Data extracts —
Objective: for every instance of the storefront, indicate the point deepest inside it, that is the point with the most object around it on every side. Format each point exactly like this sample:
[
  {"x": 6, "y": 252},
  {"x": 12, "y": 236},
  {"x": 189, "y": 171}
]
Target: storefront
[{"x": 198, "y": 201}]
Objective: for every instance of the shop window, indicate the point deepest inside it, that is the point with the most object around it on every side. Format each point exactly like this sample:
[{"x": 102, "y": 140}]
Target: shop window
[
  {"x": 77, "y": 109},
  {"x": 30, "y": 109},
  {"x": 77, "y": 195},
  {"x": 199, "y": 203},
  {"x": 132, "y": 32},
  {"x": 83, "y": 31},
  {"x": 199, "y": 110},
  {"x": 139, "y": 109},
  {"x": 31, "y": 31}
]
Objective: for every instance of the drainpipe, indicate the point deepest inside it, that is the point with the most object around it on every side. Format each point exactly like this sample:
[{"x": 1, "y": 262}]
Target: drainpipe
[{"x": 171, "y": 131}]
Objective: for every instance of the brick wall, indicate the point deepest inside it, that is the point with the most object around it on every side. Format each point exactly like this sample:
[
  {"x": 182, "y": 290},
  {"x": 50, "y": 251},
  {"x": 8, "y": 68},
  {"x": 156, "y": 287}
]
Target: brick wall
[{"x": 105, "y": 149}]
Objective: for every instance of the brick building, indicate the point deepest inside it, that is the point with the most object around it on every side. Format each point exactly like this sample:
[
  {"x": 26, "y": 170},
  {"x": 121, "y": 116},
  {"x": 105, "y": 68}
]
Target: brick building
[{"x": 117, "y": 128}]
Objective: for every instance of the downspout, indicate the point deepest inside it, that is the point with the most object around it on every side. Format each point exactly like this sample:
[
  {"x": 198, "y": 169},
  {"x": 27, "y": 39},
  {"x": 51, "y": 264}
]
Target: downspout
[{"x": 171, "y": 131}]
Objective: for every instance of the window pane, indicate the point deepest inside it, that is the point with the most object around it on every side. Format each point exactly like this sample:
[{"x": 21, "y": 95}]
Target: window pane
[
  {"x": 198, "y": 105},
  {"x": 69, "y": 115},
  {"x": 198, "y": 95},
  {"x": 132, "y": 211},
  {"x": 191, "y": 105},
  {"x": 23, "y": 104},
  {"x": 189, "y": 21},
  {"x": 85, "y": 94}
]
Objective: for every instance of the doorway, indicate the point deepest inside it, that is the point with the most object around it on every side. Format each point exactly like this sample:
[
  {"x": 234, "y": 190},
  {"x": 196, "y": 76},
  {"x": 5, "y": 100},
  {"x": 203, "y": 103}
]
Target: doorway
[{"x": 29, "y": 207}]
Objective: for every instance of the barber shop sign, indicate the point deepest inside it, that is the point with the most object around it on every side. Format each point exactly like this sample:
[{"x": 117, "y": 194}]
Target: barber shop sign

What to do —
State, with no accompanying text, how many lines of the material contain the string "barber".

Response to the task —
2